WHAT THE EXERCISE ASKS: Every line of the listing below needs to be reproduced exactly.

┌──

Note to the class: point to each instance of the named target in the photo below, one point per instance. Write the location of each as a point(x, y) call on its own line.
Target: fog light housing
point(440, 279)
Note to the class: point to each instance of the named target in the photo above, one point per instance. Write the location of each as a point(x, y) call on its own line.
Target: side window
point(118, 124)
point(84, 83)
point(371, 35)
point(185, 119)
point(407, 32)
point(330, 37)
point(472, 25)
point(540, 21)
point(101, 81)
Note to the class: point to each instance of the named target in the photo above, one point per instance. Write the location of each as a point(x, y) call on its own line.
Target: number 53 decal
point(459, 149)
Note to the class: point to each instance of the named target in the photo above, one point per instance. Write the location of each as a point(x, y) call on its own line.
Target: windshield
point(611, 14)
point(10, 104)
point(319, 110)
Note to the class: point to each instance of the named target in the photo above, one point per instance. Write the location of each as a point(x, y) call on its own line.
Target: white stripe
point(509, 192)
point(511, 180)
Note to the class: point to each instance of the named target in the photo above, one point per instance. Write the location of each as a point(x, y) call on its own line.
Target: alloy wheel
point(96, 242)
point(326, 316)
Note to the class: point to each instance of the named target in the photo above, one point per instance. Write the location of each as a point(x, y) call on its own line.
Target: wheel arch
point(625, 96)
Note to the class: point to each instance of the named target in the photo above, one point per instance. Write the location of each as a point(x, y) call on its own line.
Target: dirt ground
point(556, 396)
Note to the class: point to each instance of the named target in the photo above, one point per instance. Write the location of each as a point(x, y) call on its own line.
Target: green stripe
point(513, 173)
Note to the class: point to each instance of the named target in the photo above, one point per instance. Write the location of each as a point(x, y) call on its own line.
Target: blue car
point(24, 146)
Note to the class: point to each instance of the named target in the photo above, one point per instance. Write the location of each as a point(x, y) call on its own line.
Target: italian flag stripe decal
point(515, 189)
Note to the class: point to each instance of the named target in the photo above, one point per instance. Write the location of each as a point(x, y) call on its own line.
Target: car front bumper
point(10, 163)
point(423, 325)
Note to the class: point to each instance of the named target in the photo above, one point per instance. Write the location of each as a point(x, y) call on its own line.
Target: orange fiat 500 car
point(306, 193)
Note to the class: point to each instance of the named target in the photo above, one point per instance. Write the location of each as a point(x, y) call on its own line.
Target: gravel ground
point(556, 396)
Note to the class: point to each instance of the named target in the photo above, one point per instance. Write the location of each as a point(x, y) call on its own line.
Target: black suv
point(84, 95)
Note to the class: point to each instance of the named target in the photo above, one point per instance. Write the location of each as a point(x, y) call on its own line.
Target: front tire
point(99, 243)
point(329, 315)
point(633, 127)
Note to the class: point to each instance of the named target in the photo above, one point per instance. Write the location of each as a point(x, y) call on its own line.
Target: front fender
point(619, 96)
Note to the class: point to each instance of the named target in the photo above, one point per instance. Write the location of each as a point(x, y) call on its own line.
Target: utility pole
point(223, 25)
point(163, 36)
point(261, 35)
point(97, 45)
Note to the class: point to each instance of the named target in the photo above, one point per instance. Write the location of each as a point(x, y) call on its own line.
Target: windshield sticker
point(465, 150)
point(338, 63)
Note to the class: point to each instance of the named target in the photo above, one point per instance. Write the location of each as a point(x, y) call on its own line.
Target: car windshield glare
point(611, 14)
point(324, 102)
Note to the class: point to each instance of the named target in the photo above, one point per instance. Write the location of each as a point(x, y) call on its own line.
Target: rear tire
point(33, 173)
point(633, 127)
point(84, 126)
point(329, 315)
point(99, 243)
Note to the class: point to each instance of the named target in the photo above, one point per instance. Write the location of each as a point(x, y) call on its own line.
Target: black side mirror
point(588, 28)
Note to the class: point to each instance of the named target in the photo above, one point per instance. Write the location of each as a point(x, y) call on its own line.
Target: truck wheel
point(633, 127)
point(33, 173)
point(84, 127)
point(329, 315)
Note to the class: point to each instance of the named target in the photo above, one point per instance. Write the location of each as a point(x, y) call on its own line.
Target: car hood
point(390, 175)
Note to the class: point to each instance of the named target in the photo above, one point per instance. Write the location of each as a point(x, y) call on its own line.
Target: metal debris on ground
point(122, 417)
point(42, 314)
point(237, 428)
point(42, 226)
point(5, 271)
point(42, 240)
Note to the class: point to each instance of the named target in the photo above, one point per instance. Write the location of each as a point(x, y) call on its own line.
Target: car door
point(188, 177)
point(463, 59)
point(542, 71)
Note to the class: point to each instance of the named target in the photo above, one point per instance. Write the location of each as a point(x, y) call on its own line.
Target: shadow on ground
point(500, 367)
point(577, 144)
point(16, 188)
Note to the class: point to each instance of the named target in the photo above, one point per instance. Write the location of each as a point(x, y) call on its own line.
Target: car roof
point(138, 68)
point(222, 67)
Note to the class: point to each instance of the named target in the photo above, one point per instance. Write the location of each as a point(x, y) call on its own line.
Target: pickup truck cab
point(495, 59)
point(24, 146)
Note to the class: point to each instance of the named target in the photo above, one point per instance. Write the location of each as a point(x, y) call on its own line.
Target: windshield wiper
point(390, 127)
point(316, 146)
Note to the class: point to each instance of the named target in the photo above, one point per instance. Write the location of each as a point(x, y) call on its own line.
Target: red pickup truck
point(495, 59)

└──

OUTPUT BELOW:
Note to the class: point to each instance of the named target in the photo below, one point per instance. Write the location of each as a point(x, y) call on its own line.
Target: fog light housing
point(440, 279)
Note to the class: point to each instance of the named target in the photo above, one point per instance. Write the location of each as a point(x, y) call on its own line.
Target: side window
point(118, 124)
point(84, 83)
point(371, 35)
point(185, 119)
point(407, 32)
point(330, 37)
point(472, 25)
point(540, 21)
point(101, 81)
Note to the class: point to each instance of the named target in the photo above, one point per instance. Write the location of each as a point(x, y) call on its own line.
Target: number 53 decal
point(459, 149)
Note to the class: point to each instance of the named target in the photo above, one point per instance. Write the location of each as a point(x, y) call on its own line.
Target: windshield
point(611, 14)
point(10, 104)
point(319, 110)
Note to the class: point to each instance of the named target in the photo above, one point per instance. Write the location of each as a point(x, y) call on its own line.
Target: white stripe
point(509, 192)
point(511, 180)
Note to the class: point to each instance of the named target in the photo above, one point per instance. Write the location of each as a point(x, y) call on its own line.
Target: alloy wheel
point(96, 242)
point(326, 316)
Note to the class: point to each instance of the named target in the photo above, one point per instance. Write the location of each as a point(x, y) call on its own line.
Target: wheel arch
point(625, 96)
Note to the class: point to each instance of the named target in the photo above, one point per instance. Write the location of each as a point(x, y) call on its own line.
Target: dirt ground
point(556, 396)
Note to the class: point to each instance of the named target in the photo above, one point per instance. Write the location of each as a point(x, y) call on its own line.
Target: green stripe
point(513, 173)
Note to the class: point to each instance of the named target in the photo above, one point per instance. Write the location of each as a point(x, y) call on its own line.
Target: blue car
point(24, 146)
Note to the class: point to each instance of the named target in the photo above, one point per instance. Write the location of each as a point(x, y) call on its own line.
Target: italian flag stripe decal
point(515, 189)
Note to the class: point to each instance of the named target in the photo above, one point per instance. Write the location of each as a point(x, y) call on its own line.
Target: car front bumper
point(10, 163)
point(423, 325)
Note to the class: point to each instance of the named target in the photo above, one point per instance. Write the location of each as a point(x, y) call on its own line.
Target: orange fiat 500 car
point(306, 193)
Note to the class: point to each instance of the named target in the photo above, one point per instance. Write the location of each as a point(x, y) call on its own line.
Target: gravel ground
point(556, 396)
Note to the class: point to each instance of the named target in the photo above, one point per instance. Write the location of each as a point(x, y) call on its own line.
Target: black suv
point(84, 95)
Note to the class: point to each instance of the named target in the photo above, one point per instance. Write the location of each as a point(x, y) call on its own line.
Target: front tire
point(99, 243)
point(329, 315)
point(633, 127)
Note to the class: point to each instance of the named target in the photo above, one point per instance. Write the location of each as a point(x, y) call on its own line.
Target: front fender
point(619, 96)
Note to the class: point to each instance of the named target in the photo above, one point per instance. Write the location of each as a point(x, y) call on its own line.
Target: utility pole
point(223, 25)
point(163, 36)
point(261, 35)
point(97, 45)
Note to the class: point to each instance of the named target in the photo above, one point per instance. Write the location of each as a point(x, y) call on its own line.
Target: windshield sticker
point(465, 150)
point(338, 63)
Note to the class: point to each instance of the named target in the photo above, one point per instance. Write the location of each as a point(x, y) call on its own line.
Target: car windshield glare
point(611, 14)
point(324, 102)
Note to the class: point to each instance of the named target in the photo above, one point per instance. Write the location of each as a point(x, y) call on its own line.
Target: rear tire
point(33, 173)
point(633, 127)
point(84, 126)
point(329, 315)
point(99, 243)
Note to the class: point to each instance of the named target in the photo above, one point per instance. Write the location of each as a point(x, y) call on its own line.
Target: black side mirror
point(588, 28)
Note to the class: point to each instance of the named target in the photo above, one point per instance. Write the location of each as a point(x, y) call on its own line.
Target: truck wheel
point(633, 127)
point(33, 173)
point(84, 127)
point(329, 315)
Note to the class: point to each instance of the named target in the photo above, one point per instance. Write the location of each as a point(x, y) call on its own line.
Target: car hood
point(390, 175)
Note to the class: point to each instance of the named target in the photo above, one point per instance. Write the location of each as a point(x, y) call on its own line.
Target: metal debris on ground
point(122, 417)
point(42, 314)
point(237, 428)
point(42, 226)
point(5, 271)
point(42, 240)
Note to the class: point to each instance of the named target in the photo above, one point per instance. Write the location of each as a point(x, y) call on its own line.
Target: car door
point(188, 177)
point(463, 59)
point(542, 71)
Note to the class: point to each instance of the named target in the photo above, one point per instance. Write the location of each as a point(x, y) call on its own line.
Target: shadow on ground
point(500, 367)
point(577, 144)
point(16, 188)
Note to the class: point to each instance of the named target in the photo above, one point per instance. Write the location of each as a point(x, y) call on its own line.
Target: car roof
point(138, 68)
point(222, 67)
Note to the class: point to each instance of the named target in the photo above, one point per instance. Write the location of each as a point(x, y) call on its own line.
Target: pickup truck cab
point(495, 59)
point(24, 146)
Note to the class: point to each instance of the named target in the photo above, one point per instance. Write the location of each as a point(x, y) call on its own line.
Target: windshield wiper
point(390, 127)
point(316, 146)
Note to the class: point to each instance of the named target in the photo above, one point per instance. Write the location of each as a point(x, y) call on its own line.
Target: red pickup truck
point(495, 59)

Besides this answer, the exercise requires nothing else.